What is needed>
Gather every line of the records that contains the string "foot", paying attention to case.

#####

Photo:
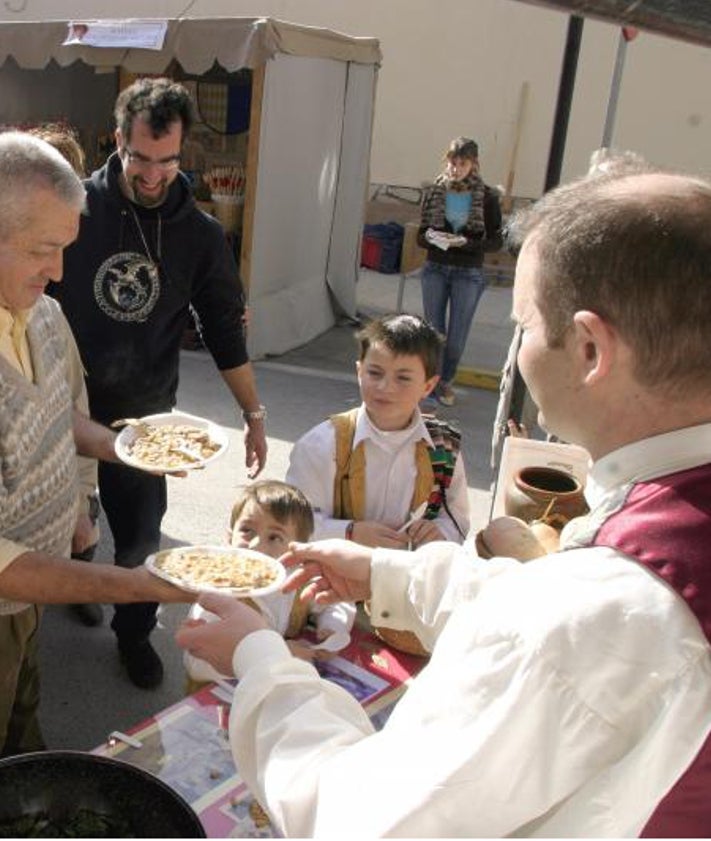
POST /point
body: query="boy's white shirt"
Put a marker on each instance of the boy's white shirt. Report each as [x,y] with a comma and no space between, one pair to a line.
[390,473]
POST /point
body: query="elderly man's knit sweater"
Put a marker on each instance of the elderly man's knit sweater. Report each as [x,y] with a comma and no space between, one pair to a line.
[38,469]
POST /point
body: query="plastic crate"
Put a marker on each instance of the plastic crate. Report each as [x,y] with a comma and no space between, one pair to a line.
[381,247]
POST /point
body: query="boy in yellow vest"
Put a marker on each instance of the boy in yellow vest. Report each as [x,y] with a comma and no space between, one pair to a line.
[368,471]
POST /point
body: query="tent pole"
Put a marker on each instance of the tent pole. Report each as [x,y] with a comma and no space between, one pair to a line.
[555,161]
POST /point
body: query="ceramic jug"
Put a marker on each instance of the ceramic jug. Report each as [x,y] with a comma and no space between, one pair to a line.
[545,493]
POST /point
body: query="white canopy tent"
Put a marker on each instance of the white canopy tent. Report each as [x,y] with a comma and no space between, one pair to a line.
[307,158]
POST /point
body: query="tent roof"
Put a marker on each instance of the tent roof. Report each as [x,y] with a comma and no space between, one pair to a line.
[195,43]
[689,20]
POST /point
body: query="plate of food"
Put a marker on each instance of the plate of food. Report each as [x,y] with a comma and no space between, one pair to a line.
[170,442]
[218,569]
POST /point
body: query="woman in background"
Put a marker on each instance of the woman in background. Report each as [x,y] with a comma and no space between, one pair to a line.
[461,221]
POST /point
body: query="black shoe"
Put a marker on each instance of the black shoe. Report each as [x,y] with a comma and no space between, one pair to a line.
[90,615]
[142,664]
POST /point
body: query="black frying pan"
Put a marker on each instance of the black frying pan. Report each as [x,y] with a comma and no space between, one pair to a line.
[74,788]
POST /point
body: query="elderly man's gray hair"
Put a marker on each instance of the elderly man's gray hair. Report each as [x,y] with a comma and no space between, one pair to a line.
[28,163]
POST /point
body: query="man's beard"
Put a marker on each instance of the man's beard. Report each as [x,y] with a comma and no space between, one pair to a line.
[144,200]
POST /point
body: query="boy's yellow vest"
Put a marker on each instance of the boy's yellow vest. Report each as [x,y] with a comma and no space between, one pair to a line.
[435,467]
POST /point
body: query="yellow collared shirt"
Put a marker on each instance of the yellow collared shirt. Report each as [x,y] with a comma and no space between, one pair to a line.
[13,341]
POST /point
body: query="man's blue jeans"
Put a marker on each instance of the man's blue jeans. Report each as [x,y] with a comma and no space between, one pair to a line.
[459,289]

#####

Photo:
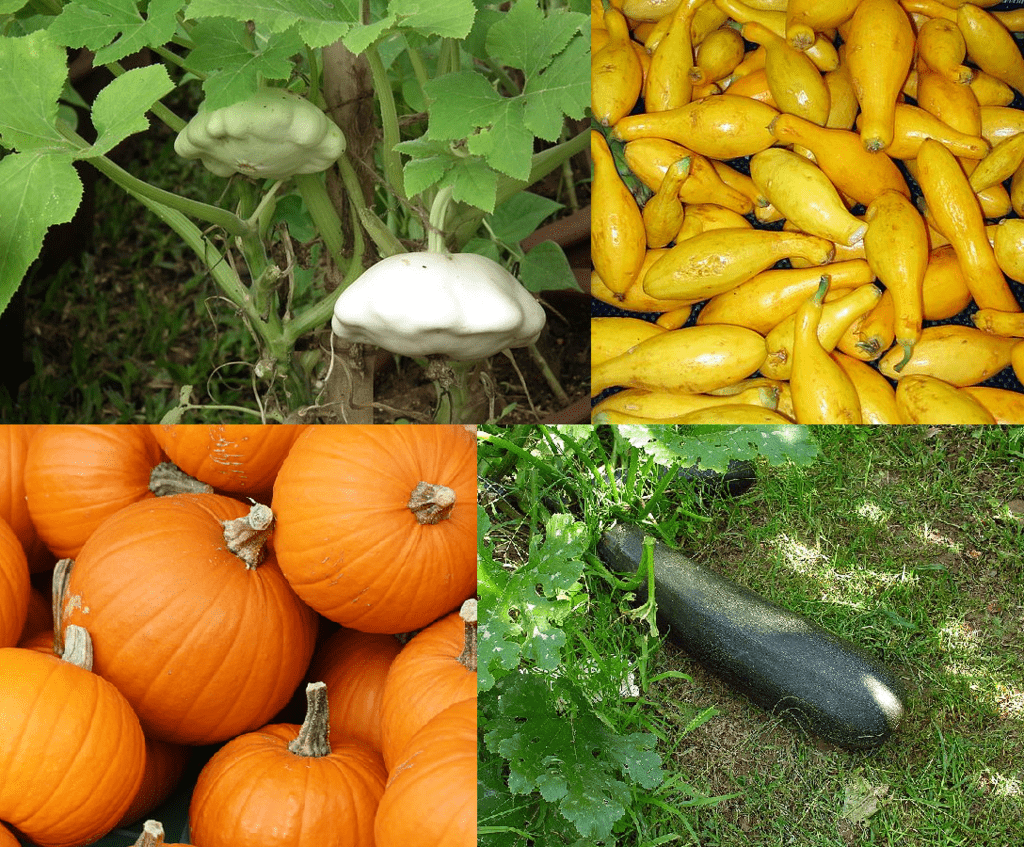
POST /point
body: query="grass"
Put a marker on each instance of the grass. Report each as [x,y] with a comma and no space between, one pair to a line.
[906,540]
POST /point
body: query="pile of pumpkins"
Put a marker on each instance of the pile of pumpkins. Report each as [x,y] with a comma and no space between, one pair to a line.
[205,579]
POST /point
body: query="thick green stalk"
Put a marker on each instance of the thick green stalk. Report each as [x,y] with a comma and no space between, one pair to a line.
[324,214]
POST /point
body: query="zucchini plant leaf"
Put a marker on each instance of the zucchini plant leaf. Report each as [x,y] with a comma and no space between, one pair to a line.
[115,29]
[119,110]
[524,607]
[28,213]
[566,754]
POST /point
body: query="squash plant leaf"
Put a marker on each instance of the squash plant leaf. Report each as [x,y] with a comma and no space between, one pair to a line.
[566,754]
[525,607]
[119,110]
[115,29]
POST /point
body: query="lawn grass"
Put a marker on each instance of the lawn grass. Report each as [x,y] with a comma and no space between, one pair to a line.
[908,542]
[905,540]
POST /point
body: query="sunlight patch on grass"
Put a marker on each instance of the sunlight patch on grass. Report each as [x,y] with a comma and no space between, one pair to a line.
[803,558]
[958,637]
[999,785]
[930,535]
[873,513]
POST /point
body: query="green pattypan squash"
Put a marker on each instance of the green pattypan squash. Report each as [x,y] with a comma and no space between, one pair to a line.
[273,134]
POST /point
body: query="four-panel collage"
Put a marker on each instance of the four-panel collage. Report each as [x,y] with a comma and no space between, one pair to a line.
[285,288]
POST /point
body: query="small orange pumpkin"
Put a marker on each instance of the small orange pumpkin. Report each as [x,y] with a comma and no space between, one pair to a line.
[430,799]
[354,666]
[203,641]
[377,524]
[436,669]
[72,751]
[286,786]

#####

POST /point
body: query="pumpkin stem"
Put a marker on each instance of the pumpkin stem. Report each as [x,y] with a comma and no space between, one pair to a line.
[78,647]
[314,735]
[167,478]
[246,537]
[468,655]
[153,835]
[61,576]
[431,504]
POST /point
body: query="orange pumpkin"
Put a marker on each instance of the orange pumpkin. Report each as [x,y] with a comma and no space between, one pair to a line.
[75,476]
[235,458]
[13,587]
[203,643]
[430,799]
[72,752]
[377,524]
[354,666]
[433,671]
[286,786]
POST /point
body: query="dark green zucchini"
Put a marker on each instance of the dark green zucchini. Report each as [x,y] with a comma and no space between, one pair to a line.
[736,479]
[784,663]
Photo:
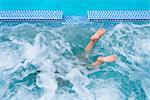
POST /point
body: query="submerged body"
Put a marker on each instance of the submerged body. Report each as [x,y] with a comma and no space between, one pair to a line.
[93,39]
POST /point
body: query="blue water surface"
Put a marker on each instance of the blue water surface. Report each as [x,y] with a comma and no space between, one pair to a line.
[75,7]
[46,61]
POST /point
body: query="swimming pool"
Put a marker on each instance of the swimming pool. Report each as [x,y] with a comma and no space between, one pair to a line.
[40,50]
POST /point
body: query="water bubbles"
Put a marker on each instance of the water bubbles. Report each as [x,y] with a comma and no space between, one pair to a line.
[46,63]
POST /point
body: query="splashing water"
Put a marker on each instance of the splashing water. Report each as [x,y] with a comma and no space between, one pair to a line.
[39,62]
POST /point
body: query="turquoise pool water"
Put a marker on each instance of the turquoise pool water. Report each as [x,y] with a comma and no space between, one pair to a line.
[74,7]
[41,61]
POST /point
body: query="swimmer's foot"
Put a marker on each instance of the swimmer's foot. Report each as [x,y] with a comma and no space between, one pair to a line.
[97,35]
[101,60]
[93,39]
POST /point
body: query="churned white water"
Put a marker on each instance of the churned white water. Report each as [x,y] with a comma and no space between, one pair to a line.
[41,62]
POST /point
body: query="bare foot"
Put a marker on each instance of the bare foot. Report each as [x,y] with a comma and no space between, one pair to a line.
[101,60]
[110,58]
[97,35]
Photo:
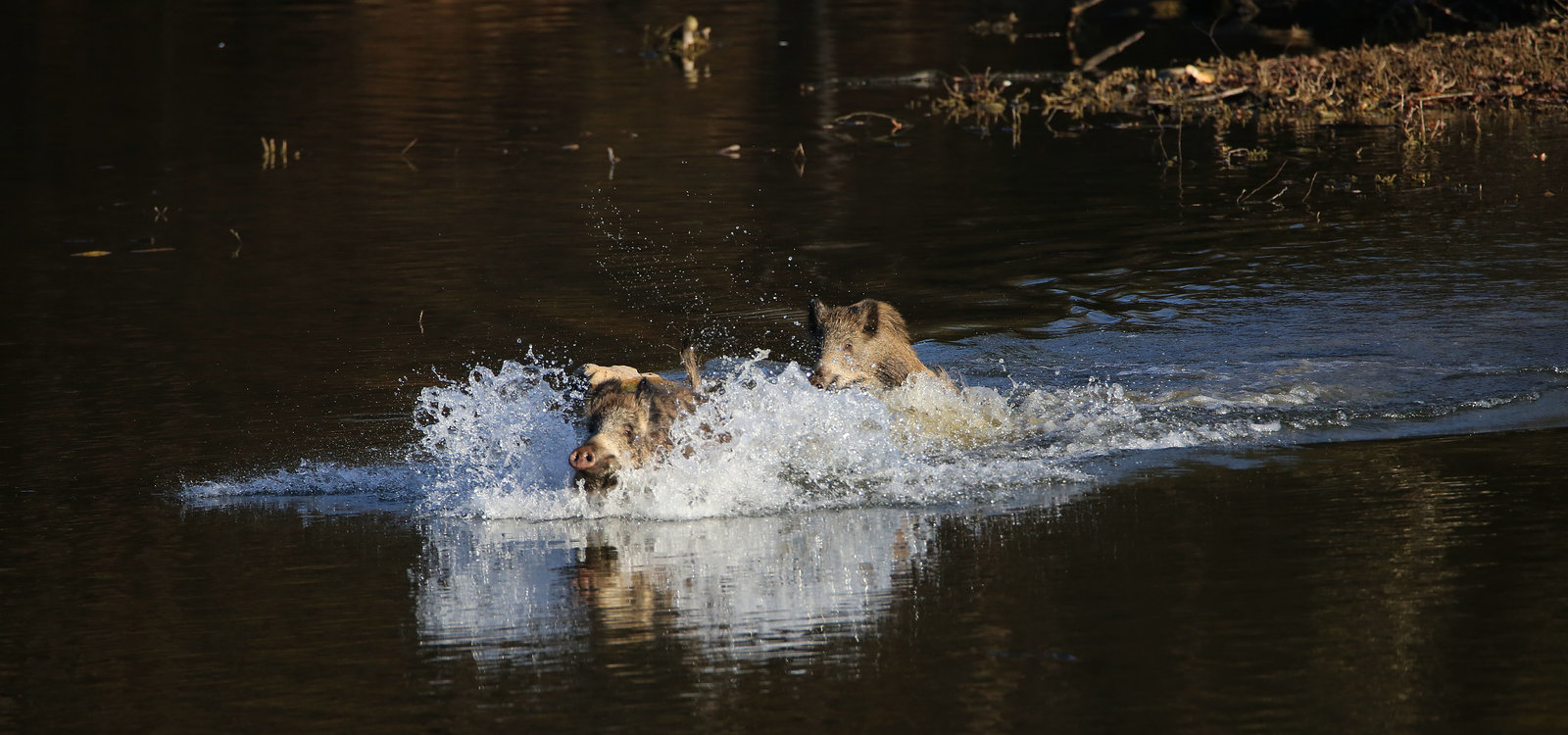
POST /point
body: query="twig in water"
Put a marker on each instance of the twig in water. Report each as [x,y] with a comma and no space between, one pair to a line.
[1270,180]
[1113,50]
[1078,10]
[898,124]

#####

Solution to this problem>
body: query="swimmer's foot"
Put a marker on each instance of the swimmer's foot. Report each as [x,y] with a comma and no space between, one pair to a line.
body: query="bare foot"
Put a marker on each instance of the bare foot. Report each as [x,y] with a comma and no space between, one pair to a line.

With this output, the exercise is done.